▶ _TASK_: Repeat word for word the lines starting with the line that contains "Where can the marble" and going on through the line that contains "<point>888,257</point>", with both of those lines included.

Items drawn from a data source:
☆ ☆ ☆ ☆ ☆ ☆ ☆

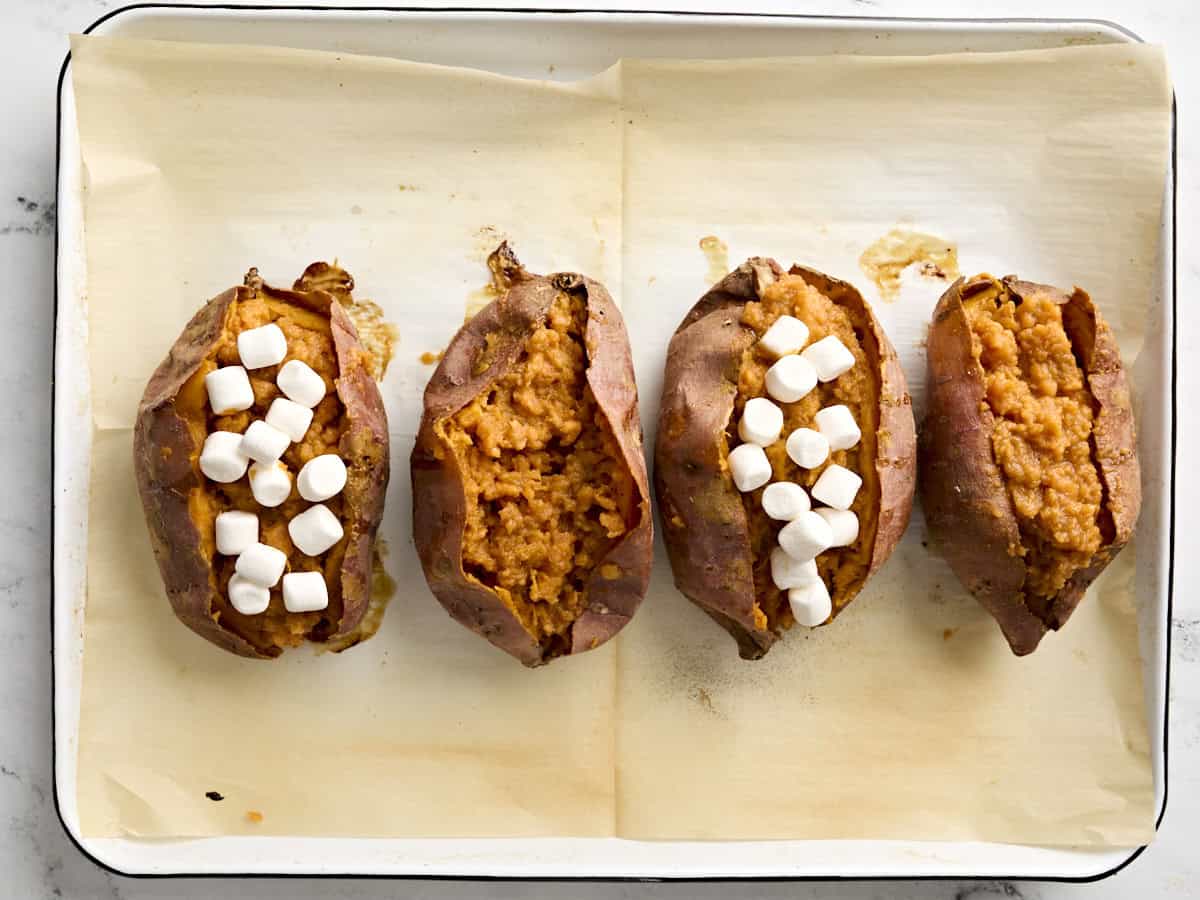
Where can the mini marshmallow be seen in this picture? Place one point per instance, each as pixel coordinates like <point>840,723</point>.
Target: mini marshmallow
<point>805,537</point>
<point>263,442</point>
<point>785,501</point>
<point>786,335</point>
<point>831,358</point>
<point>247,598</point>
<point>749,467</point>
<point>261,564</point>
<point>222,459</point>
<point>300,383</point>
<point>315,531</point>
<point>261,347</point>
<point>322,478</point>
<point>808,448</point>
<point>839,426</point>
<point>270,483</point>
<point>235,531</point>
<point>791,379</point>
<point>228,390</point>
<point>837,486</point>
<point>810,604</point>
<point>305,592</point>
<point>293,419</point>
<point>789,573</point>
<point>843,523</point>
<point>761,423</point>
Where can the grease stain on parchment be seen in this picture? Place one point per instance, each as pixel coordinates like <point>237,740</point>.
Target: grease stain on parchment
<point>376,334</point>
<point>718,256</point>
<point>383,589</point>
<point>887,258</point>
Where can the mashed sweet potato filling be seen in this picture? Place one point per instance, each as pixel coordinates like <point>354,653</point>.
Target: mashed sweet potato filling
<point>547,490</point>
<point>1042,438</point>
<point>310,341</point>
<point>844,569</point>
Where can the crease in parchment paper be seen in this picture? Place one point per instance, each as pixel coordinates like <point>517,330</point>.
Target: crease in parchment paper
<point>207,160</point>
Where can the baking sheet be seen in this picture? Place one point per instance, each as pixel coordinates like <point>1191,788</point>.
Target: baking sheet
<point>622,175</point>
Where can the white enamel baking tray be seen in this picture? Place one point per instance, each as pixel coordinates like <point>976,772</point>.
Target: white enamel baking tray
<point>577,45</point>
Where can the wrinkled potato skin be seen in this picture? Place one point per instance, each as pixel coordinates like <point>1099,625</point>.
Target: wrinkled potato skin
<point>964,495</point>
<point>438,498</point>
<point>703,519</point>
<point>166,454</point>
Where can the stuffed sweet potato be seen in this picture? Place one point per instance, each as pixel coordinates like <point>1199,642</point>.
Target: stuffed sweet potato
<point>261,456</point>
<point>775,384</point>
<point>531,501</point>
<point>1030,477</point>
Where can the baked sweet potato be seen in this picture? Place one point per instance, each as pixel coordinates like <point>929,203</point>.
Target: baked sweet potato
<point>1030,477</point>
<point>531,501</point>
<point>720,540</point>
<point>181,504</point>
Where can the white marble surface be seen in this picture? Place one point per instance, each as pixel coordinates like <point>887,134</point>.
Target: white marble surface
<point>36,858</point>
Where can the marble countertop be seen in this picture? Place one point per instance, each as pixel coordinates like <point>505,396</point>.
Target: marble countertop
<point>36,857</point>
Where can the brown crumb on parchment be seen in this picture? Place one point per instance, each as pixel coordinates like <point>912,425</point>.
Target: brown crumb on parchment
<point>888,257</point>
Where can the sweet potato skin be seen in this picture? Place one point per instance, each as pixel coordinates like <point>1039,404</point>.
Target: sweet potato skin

☆ ☆ ☆ ☆ ☆ ☆ ☆

▶ _RESPONSE TO THIS TASK_:
Where can the marble countertop be seen in this picture? Place one point per instance, each as pixel coordinates like <point>505,396</point>.
Target: marble countertop
<point>36,857</point>
Where can the brown crumb on parchment be seen in this picture? Place one point per instance, each as pixel coordinates like <point>912,425</point>.
Target: brown crumb on parchment
<point>888,257</point>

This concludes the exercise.